— Start Document segment —
Speaking is
perfectible
I can speak my own
language outside class
All native speakers
speak perfect English
Native speakers
understand the rules of their language
The first myth many adult learners have regarding speaking
is that speaking is perfectible. I have never met a single adult learner who
has perfected his or her speaking skills in English up to native speaker
standard.
This doesn’t deter the new arrival that they will be able to
master not just the productive and receptive skills of listening but all the
prosodic features of language and even accent.
The only solution here is to let the learner down again gently.
Being too blunt can result in demotivation. But ultimately the student has to realize
that their expectations are usually unrealistic with regard to speaking.
Most adult learners believe that speaking their own language
outside of class won’t affect their ability to improve their speaking inside
class. I don’t agree. The more they
speak their own language the less their English speaking will improve. A small
number of students have the self-discipline to speak English outside class –but
they are few in number. Most simply relapse in to their native tongue the moment
they leave the classroom. The result is their speaking is the skill which
improves least during the course. There is little the teacher can do except
exhort and be an example.
I always describe my own experience in Mexico when I arrived
there as an adult with minimal Spanish. I was living in a Spanish speaking
household where no-one spoke a word of English. In fact t in the pueblo where I
lived not a single person spoke English. This was ideal for me because I was
effectively in a total immersion environment. I know that if there had been one
single person who spoke English I would have sought them out and made myself their
friend –such was the urge to relax and speak in my own language.
— End Document segment —
— Start Extracted material —
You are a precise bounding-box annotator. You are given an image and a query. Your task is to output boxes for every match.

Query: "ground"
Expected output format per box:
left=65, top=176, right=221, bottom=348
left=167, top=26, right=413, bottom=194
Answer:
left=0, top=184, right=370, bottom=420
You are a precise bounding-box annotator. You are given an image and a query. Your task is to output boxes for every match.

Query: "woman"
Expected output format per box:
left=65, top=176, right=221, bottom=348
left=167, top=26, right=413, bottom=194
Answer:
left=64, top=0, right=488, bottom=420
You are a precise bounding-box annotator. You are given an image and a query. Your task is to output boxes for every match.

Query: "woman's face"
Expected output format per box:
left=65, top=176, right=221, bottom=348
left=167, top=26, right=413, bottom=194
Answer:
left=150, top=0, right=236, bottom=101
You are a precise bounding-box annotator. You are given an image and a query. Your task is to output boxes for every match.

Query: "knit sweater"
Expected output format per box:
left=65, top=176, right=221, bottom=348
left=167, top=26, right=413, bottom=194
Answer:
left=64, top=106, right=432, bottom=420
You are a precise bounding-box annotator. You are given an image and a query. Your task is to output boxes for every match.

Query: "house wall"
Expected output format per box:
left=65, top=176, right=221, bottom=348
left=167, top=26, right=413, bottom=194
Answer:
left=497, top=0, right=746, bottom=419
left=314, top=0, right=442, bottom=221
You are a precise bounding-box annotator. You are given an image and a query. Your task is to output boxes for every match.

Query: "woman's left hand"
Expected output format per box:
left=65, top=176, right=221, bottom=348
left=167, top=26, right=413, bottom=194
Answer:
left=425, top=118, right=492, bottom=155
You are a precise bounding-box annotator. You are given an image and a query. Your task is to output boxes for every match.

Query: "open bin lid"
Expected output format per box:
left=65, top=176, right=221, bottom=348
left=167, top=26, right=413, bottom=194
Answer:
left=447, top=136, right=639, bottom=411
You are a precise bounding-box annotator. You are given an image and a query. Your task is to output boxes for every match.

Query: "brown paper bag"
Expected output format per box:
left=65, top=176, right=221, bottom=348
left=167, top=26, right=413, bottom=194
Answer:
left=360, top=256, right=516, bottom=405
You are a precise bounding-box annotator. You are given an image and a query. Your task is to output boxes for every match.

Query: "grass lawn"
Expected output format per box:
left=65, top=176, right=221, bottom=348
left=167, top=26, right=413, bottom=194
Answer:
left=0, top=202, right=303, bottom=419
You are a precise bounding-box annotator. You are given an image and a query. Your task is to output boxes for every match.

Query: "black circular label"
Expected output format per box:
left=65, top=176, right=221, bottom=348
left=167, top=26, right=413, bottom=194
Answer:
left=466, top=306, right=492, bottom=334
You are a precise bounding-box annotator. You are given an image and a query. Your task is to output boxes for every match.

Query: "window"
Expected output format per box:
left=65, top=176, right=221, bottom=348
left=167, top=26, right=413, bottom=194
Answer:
— End Extracted material —
• _Goal_
Reproduce everything in the piece on adult learners' speaking myths from "Being too blunt" down to "regard to speaking.". The records have no connection to the text.

• _The solution_
Being too blunt can result in demotivation. But ultimately the student has to realize
that their expectations are usually unrealistic with regard to speaking.